◆ TRECHO PARA LEITURA ◆

>>>>

Estamos num evento de chicotada: de chuva a seca, no sul da Califórnia. A evidência mostra que a chicotada hidroclimática já aumentou devido ao aquecimento global, e um maior aquecimento da Terra provocará aumentos ainda maiores.
Daniel Swain, cientista climático da UCLA ao Los Angeles Times
Oscilações bruscas de chuva para seca podem ter agravado os incêndios. O estudo mostrou que nos últimos dois anos os invernos na Califórnia foram excepcionalmente chuvosos —o que provocou o crescimento de arbustos e grama no território. Com a chegada da primavera, o clima esquentou e tornou a área de Los Angeles muito seca. Essa mudança brusca foi nomeada de "chicotada climática" pelos cientistas.
Essa sequência de chicotadas na Califórnia aumentou o risco de incêndio duas vezes: primeiro, aumentando enormemente o crescimento de grama e arbustos inflamáveis nos meses que antecederam a temporada de incêndios e, em seguida, secando-os a níveis excepcionalmente altos. (...) Quando os ventos fortes se sobrepõem a condições de vegetação extremamente seca, como é o caso atualmente, podem ocorrer condições de incêndio florestal muito perigosas.

<<<<

◆ INFORMAÇÕES FORNECIDAS ◆
>>>>

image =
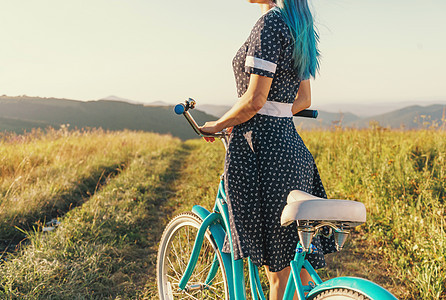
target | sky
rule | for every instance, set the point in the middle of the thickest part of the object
(146, 50)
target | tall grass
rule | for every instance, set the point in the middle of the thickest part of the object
(106, 247)
(401, 178)
(102, 249)
(44, 174)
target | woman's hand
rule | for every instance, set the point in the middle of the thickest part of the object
(210, 127)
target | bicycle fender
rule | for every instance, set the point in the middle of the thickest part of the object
(219, 237)
(364, 286)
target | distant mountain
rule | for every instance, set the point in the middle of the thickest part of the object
(326, 120)
(374, 108)
(157, 103)
(19, 114)
(411, 117)
(119, 99)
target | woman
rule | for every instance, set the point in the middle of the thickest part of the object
(266, 157)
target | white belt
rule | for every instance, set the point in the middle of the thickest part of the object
(276, 109)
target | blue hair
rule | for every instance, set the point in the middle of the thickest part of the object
(297, 15)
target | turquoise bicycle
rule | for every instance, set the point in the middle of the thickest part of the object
(191, 264)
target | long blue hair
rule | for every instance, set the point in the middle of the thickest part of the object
(297, 15)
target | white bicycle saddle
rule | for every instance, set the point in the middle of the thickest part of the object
(304, 206)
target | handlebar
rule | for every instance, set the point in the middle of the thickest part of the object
(182, 109)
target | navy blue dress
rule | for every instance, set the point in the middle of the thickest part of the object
(266, 158)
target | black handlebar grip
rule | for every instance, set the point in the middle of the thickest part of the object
(307, 113)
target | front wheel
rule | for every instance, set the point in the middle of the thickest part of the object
(340, 294)
(208, 280)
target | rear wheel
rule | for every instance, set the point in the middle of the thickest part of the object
(173, 256)
(340, 294)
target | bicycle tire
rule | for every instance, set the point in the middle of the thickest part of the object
(173, 255)
(340, 294)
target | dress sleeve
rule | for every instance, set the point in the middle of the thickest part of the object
(264, 47)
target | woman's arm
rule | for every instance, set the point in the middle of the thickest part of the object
(248, 105)
(303, 97)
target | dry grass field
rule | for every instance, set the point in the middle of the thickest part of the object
(113, 193)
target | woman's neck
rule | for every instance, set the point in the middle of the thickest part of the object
(264, 7)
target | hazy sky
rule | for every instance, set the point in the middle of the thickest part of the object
(169, 50)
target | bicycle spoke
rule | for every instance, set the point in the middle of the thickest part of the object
(173, 268)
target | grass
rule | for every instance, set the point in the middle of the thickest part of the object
(106, 246)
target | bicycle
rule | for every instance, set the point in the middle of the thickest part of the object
(191, 265)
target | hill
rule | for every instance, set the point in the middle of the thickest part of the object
(411, 117)
(19, 114)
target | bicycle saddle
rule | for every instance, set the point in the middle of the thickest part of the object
(306, 207)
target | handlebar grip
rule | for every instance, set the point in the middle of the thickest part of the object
(307, 113)
(179, 109)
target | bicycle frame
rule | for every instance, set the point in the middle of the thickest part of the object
(217, 222)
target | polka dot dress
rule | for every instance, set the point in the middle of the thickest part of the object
(266, 158)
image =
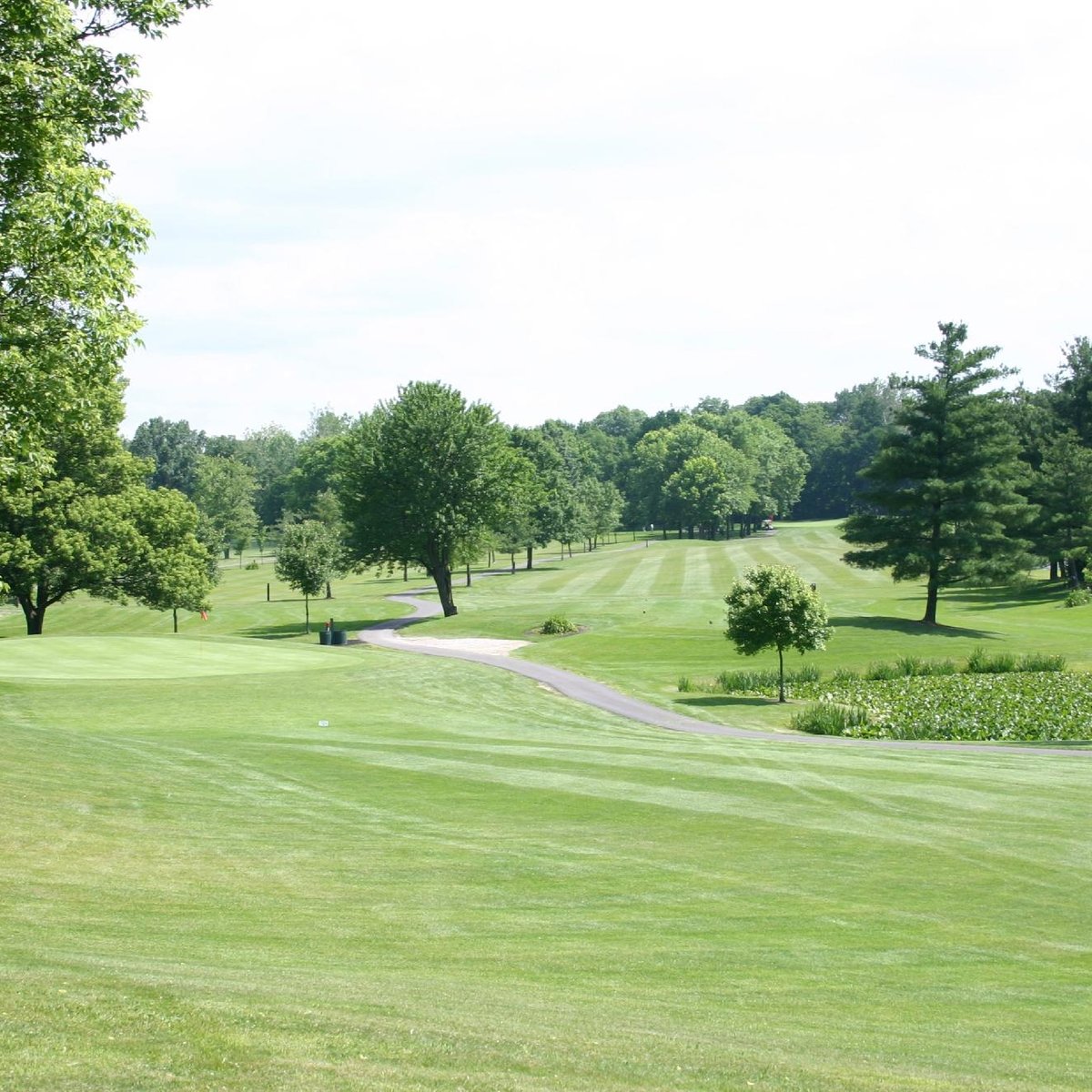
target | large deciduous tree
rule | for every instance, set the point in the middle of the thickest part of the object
(66, 252)
(175, 449)
(940, 500)
(87, 522)
(225, 492)
(773, 609)
(420, 476)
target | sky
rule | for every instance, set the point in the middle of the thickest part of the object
(558, 208)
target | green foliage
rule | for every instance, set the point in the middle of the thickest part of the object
(773, 607)
(225, 494)
(972, 705)
(558, 623)
(66, 252)
(763, 682)
(309, 555)
(1041, 662)
(982, 663)
(942, 498)
(424, 475)
(207, 890)
(87, 522)
(175, 449)
(827, 719)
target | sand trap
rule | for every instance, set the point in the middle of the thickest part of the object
(484, 644)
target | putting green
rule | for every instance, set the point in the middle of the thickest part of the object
(147, 658)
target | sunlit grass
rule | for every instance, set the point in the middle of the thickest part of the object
(261, 864)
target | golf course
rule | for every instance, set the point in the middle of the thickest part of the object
(234, 858)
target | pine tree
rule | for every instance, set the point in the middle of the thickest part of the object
(942, 500)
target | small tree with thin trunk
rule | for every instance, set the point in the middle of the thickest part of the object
(308, 556)
(773, 609)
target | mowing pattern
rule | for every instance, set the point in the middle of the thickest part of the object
(459, 882)
(140, 658)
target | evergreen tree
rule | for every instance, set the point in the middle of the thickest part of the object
(940, 500)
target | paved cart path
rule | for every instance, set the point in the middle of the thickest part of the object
(388, 634)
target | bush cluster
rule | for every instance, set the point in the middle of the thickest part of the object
(992, 697)
(558, 623)
(1011, 705)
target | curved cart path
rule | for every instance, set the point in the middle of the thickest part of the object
(386, 634)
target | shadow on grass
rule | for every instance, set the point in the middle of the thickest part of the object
(910, 628)
(296, 629)
(719, 702)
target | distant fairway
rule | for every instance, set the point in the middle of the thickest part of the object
(397, 873)
(142, 658)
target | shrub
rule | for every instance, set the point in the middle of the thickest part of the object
(829, 720)
(878, 672)
(763, 682)
(981, 663)
(558, 623)
(1041, 662)
(911, 665)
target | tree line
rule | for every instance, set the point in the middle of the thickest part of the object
(945, 476)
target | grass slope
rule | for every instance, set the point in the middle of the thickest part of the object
(460, 880)
(656, 612)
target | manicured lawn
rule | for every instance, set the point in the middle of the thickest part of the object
(654, 614)
(260, 864)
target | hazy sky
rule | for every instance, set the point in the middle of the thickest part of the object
(562, 207)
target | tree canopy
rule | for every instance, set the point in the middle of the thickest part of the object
(66, 252)
(940, 498)
(771, 607)
(420, 476)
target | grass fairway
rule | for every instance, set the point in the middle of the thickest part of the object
(246, 864)
(462, 882)
(658, 612)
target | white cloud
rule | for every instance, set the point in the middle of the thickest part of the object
(561, 208)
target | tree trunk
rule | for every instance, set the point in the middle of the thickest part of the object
(933, 587)
(441, 574)
(932, 594)
(34, 615)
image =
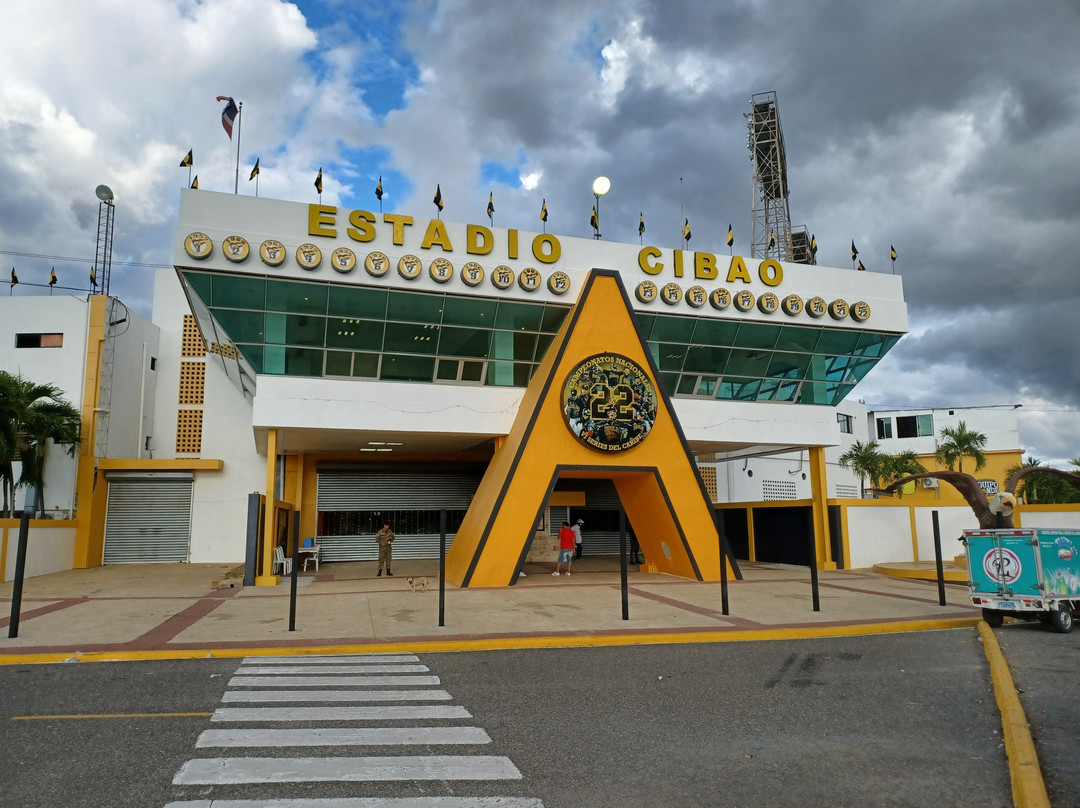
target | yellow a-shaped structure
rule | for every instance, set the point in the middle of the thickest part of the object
(626, 432)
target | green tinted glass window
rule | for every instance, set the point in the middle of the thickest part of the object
(396, 367)
(296, 296)
(755, 335)
(200, 282)
(518, 317)
(715, 332)
(703, 359)
(242, 326)
(474, 312)
(413, 308)
(410, 337)
(350, 333)
(239, 293)
(358, 301)
(464, 342)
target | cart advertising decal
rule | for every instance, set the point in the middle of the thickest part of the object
(1002, 565)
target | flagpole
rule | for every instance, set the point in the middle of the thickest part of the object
(240, 118)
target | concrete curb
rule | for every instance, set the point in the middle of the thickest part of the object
(431, 646)
(1028, 788)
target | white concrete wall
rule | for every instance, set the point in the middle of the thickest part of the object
(877, 535)
(49, 548)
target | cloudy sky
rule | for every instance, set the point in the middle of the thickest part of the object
(946, 129)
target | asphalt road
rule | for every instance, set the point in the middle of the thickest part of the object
(898, 719)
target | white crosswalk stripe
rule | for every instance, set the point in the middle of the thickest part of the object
(328, 690)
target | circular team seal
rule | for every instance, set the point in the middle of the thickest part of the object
(408, 267)
(719, 299)
(441, 270)
(235, 248)
(529, 279)
(646, 292)
(502, 277)
(671, 294)
(198, 246)
(558, 283)
(309, 256)
(472, 274)
(272, 253)
(377, 264)
(609, 403)
(343, 259)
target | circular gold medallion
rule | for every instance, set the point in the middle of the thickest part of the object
(744, 300)
(768, 303)
(272, 253)
(309, 256)
(235, 248)
(502, 277)
(529, 279)
(198, 246)
(646, 292)
(408, 267)
(609, 402)
(558, 283)
(441, 270)
(719, 299)
(472, 273)
(343, 259)
(377, 264)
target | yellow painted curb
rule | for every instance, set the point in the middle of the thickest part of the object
(1028, 789)
(432, 646)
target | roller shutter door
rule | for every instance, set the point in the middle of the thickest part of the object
(148, 520)
(391, 493)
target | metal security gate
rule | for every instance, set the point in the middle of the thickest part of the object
(148, 519)
(352, 505)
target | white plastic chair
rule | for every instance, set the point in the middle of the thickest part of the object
(280, 560)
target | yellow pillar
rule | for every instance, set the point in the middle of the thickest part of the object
(268, 579)
(819, 493)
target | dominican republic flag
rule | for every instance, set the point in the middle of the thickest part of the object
(228, 115)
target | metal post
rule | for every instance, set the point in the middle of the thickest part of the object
(442, 567)
(16, 592)
(622, 564)
(296, 568)
(937, 555)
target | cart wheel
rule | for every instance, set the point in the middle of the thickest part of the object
(1062, 619)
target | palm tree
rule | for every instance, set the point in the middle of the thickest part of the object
(866, 460)
(30, 415)
(959, 442)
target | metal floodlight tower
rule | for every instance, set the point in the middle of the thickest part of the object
(770, 211)
(103, 255)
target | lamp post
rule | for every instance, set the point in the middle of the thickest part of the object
(601, 186)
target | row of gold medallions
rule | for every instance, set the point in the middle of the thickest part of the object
(343, 260)
(744, 300)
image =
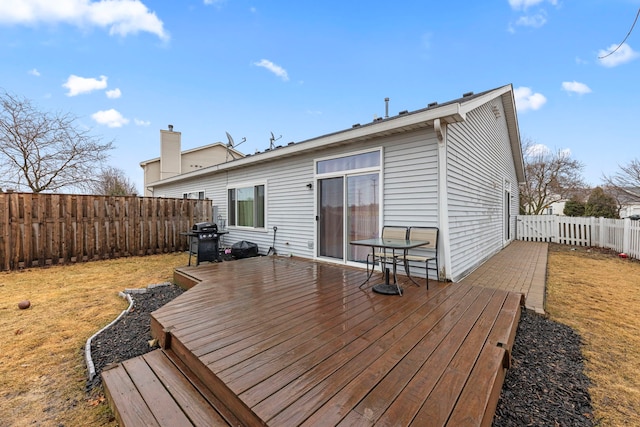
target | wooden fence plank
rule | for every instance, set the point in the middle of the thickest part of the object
(42, 229)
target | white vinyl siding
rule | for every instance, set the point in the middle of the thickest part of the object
(479, 161)
(410, 180)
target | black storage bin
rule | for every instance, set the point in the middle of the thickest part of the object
(244, 249)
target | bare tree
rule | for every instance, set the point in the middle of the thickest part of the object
(550, 177)
(626, 182)
(42, 151)
(112, 181)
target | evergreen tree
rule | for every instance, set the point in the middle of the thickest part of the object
(574, 207)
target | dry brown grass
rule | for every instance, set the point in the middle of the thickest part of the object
(598, 295)
(42, 368)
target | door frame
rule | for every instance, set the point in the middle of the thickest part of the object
(345, 174)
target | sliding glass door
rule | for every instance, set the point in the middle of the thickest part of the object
(348, 210)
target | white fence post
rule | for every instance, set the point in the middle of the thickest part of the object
(621, 235)
(626, 235)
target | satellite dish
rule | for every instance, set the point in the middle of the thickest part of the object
(231, 144)
(230, 139)
(272, 140)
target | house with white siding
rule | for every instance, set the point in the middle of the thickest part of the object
(453, 165)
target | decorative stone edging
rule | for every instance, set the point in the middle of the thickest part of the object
(127, 295)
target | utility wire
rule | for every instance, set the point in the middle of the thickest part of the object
(625, 39)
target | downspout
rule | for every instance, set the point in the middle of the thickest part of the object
(443, 201)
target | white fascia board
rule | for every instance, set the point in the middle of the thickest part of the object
(450, 113)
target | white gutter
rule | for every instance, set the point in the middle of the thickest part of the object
(447, 113)
(443, 202)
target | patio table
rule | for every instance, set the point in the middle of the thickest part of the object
(400, 245)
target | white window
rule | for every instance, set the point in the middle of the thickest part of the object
(246, 206)
(194, 195)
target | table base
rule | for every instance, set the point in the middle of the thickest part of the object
(386, 289)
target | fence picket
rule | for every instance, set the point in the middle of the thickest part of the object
(43, 229)
(621, 235)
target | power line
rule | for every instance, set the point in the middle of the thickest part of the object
(625, 39)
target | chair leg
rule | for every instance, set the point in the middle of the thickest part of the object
(426, 274)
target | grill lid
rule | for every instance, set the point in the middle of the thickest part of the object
(205, 227)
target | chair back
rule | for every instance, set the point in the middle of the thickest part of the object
(430, 234)
(391, 232)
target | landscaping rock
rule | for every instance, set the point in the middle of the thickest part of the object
(545, 386)
(130, 336)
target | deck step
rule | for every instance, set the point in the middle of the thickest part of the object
(151, 390)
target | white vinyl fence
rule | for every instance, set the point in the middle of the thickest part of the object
(622, 235)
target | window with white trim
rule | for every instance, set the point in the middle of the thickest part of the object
(194, 195)
(246, 206)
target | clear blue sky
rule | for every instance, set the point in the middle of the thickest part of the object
(303, 69)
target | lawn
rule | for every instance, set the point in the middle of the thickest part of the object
(42, 367)
(598, 295)
(43, 374)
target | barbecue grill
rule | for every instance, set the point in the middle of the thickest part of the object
(204, 242)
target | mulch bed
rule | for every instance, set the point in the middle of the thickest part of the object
(130, 336)
(545, 386)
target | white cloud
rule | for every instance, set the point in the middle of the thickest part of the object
(275, 69)
(114, 94)
(110, 118)
(537, 150)
(535, 21)
(526, 99)
(576, 87)
(622, 55)
(121, 17)
(78, 85)
(524, 4)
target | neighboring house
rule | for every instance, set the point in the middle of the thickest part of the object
(555, 208)
(455, 166)
(173, 161)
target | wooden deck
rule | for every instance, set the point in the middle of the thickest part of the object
(285, 342)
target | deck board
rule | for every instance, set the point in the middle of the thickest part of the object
(285, 341)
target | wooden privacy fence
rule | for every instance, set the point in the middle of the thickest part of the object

<<<<

◆ TAREFA PROPOSTA 1 ◆
Transcreva literalmente a passagem do trecho sobre a chicotada climática que começa em "Essa sequência de" e termina em "florestal muito perigosas.".
◆ TAREFA PROPOSTA 2 ◆
Indique se cada afirmação concorda com o trecho sobre a chicotada climática, respondendo sim ou não e citando literalmente as palavras do trecho que decidem a resposta: (a) Nos últimos dois anos, os invernos na Califórnia foram excepcionalmente secos. (b) A sequência de chicotadas na Califórnia aumentou o risco de incêndio duas vezes. (c) Com a chegada da primavera, a área de Los Angeles ficou muito seca.

◆ RESPOSTA COMENTADA 1 ◆
Essa sequência de chicotadas na Califórnia aumentou o risco de incêndio duas vezes: primeiro, aumentando enormemente o crescimento de grama e arbustos inflamáveis nos meses que antecederam a temporada de incêndios e, em seguida, secando-os a níveis excepcionalmente altos. (...) Quando os ventos fortes se sobrepõem a condições de vegetação extremamente seca, como é o caso atualmente, podem ocorrer condições de incêndio florestal muito perigosas.

◆ RESPOSTA COMENTADA 2 ◆
(a) Não: "nos últimos dois anos os invernos na Califórnia foram excepcionalmente chuvosos".
(b) Sim: "Essa sequência de chicotadas na Califórnia aumentou o risco de incêndio duas vezes".
(c) Sim: "Com a chegada da primavera, o clima esquentou e tornou a área de Los Angeles muito seca".